The discussion of our results in the CD&A and other sections of this Proxy Statement includes reference to our EBIT, EBITB, Adjusted net income, Adjusted diluted earnings per share, Adjusted EBIT, Adjusted operating income, Adjusted operating income margin, Adjusted effective tax rate, Return on Invested Capital (ROIC), Average Operating Working Capital to Sales (AOWC/Sales), 3-year and 5-year Total Shareholder Return (TSR), Organic Sales, Cash Conversion and Free Cash Flow (FCF) performance. Some of these metrics are considered Non-GAAP financial measures, as management uses various GAAP and non-GAAP financial measures in assessing and evaluating our underlying operating performance. Non-GAAP financial measures exclude the impact of special items on our reported financial results. Non-GAAP financial measures should be read in conjunction with the generally accepted accounting principles in the United States (“GAAP”), as non-GAAP measures are a supplement to, and not a replacement for, GAAP financial measures. The following defines the financial and non-GAAP financial measures discussed in the CD&A and other sections of this Proxy Statement. Certain reclassifications have been made to prior year financial statements and financial measures to conform to current year classifications.

 

ADJUSTED DILUTED EARNINGS PER SHARE

Adjusted Diluted Earnings Per Share is defined as reported Diluted Earnings Per Share excluding certain disclosed special items.

 

ADJUSTED EBIT

Adjusted EBIT is defined as reported EBIT excluding certain disclosed special items.

 

ADJUSTED EFFECTIVE TAX RATE

Adjusted Effective Tax Rate is defined as reported Effective Tax Rate excluding the tax effect of certain disclosed special items.

 

ADJUSTED NET INCOME

Adjusted Net Income is defined as reported Net Income excluding certain disclosed special items.

 

ADJUSTED NET INCOME FOR COMPENSATION PURPOSES

Adjusted Net Income for Compensation Purposes is defined as reported Net Income excluding certain disclosed special items and other adjustments as approved by the Compensation and Executive Development Committee.

....

● Work task A
Retype the passage on financial measures between "Adjusted EBIT is" and "Income excluding certain disclosed special items.", inclusive.
● Work task B
Answer these questions from the passage on financial measures.
(i) What does Adjusted EBIT exclude from reported EBIT?
(ii) Which committee approves the other adjustments in Adjusted Net Income for Compensation Purposes?
(iii) How does the passage describe non-GAAP measures in relation to GAAP financial measures?

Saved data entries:
....

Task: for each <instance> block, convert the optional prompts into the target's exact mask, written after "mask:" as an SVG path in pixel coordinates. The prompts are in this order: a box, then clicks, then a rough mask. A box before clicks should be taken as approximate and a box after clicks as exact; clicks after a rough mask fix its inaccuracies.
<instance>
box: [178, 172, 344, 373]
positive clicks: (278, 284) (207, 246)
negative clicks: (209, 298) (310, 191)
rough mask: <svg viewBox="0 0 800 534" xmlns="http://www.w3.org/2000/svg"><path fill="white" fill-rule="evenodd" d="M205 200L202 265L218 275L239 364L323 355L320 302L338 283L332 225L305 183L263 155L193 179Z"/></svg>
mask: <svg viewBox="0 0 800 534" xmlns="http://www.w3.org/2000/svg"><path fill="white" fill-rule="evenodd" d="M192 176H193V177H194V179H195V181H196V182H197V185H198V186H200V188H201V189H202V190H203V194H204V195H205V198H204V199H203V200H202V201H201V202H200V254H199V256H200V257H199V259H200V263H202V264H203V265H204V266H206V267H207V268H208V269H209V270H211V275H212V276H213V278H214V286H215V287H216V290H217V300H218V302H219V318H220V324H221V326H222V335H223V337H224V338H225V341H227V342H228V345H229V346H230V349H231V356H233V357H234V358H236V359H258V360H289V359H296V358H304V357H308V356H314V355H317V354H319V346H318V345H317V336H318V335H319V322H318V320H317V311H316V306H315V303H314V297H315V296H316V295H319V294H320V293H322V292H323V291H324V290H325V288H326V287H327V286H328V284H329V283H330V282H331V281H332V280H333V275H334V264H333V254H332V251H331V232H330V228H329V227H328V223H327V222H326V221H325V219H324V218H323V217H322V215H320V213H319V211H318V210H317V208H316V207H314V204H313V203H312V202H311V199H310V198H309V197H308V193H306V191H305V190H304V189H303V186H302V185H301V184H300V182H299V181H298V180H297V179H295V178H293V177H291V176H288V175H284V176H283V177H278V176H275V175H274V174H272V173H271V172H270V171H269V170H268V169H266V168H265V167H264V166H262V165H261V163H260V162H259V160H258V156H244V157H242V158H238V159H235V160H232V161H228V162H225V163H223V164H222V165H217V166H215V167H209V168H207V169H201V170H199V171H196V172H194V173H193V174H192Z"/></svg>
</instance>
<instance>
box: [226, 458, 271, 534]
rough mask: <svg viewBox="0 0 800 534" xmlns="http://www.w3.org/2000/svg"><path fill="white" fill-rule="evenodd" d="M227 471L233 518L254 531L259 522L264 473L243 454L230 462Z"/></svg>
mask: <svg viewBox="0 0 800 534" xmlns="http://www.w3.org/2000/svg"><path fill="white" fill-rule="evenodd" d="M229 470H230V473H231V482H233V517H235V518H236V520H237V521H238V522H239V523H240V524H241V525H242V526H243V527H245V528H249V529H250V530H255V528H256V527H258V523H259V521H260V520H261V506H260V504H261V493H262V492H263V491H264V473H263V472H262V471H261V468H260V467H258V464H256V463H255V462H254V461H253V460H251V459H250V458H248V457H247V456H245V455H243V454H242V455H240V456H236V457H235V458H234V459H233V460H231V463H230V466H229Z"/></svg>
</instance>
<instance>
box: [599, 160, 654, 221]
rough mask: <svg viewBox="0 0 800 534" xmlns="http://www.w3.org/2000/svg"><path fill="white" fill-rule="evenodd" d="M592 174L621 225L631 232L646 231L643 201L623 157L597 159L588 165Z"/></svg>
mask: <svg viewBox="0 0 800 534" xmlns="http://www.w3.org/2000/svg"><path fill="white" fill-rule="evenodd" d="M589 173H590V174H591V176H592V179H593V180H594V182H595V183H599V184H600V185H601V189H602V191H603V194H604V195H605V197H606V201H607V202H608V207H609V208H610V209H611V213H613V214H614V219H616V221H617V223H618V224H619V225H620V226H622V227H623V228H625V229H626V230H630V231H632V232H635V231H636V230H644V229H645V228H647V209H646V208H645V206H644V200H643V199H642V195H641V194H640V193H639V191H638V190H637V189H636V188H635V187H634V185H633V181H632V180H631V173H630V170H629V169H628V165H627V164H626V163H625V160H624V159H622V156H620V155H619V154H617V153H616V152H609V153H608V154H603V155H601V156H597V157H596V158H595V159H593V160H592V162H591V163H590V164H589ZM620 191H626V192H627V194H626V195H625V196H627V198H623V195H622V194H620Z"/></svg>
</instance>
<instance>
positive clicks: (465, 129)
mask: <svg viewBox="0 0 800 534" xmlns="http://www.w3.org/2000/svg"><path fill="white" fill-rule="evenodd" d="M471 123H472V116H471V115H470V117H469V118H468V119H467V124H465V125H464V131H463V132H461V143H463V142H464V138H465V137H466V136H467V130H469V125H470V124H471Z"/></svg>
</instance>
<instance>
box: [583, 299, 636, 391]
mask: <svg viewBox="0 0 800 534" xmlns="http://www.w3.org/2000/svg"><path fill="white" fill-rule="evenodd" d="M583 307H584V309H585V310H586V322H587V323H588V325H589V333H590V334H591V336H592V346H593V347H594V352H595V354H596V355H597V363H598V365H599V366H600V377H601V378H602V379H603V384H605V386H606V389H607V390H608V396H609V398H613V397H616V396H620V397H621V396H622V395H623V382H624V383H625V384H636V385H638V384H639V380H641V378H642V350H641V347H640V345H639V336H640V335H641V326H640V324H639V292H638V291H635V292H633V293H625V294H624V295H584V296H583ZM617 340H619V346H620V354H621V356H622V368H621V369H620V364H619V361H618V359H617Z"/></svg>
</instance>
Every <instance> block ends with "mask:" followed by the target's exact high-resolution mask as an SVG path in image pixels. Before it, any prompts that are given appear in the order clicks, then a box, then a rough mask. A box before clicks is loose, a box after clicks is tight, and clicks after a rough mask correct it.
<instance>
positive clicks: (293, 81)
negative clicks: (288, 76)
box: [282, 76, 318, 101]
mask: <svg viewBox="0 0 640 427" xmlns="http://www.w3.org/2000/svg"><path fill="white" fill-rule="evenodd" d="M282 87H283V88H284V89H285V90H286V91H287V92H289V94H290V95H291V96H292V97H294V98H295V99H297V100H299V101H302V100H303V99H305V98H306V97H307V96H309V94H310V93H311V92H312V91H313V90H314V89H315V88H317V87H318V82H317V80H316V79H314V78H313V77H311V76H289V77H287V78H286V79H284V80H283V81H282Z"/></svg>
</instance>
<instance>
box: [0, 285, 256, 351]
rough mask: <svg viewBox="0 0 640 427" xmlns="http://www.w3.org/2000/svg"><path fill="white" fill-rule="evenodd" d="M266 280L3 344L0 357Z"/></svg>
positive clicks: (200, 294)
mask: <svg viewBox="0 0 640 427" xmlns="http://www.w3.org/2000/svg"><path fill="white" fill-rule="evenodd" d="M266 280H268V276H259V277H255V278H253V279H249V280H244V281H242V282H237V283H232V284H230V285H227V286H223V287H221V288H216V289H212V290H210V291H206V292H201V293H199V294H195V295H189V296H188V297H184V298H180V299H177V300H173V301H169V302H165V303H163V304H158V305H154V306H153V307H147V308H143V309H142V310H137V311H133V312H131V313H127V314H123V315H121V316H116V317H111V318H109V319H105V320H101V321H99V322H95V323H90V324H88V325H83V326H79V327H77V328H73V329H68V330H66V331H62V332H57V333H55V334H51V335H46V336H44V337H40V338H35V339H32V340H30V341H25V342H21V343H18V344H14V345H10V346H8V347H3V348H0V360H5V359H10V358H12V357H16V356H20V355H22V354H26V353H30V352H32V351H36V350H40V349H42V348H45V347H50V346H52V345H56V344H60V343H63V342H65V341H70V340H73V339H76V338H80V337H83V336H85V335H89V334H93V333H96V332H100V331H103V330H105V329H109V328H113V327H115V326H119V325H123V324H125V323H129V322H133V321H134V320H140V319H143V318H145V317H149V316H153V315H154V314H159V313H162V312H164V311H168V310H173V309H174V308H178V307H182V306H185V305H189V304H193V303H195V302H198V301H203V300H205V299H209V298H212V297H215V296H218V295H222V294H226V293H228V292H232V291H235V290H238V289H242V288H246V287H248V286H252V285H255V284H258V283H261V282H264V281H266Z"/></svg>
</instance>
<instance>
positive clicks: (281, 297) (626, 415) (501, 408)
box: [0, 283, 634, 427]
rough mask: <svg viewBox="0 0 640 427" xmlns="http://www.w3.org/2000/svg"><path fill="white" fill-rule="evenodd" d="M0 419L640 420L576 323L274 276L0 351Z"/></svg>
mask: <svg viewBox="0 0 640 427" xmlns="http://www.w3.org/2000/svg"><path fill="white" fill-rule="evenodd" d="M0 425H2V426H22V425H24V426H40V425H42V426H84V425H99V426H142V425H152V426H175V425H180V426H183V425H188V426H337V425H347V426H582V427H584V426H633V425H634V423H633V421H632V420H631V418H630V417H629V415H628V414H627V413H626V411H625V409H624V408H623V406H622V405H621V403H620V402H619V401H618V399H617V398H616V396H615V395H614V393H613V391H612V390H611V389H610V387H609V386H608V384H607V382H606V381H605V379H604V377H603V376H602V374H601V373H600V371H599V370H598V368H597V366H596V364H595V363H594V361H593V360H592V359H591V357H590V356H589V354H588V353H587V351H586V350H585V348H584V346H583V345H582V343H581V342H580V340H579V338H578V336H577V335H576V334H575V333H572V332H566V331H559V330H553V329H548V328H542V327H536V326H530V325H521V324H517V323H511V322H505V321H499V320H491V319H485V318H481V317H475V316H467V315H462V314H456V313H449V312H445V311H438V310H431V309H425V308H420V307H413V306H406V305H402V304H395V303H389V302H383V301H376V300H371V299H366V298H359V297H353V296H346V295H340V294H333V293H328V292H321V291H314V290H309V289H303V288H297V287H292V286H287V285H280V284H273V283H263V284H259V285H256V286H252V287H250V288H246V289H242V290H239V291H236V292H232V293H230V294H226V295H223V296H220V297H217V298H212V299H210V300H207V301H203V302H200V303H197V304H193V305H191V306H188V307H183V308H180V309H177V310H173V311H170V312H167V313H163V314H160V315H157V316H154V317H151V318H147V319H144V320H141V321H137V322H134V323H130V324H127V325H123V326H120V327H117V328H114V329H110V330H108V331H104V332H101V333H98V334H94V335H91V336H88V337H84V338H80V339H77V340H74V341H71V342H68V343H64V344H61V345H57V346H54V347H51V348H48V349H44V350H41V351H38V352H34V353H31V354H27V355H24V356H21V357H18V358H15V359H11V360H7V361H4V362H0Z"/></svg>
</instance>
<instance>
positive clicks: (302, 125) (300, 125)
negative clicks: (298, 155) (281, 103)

....

● Output A
Adjusted EBIT is defined as reported EBIT excluding certain disclosed special items.

 

ADJUSTED EFFECTIVE TAX RATE

Adjusted Effective Tax Rate is defined as reported Effective Tax Rate excluding the tax effect of certain disclosed special items.

 

ADJUSTED NET INCOME

Adjusted Net Income is defined as reported Net Income excluding certain disclosed special items.

● Output B
(i) Certain disclosed special items.
(ii) The Compensation and Executive Development Committee.
(iii) As a supplement to, and not a replacement for, GAAP financial measures.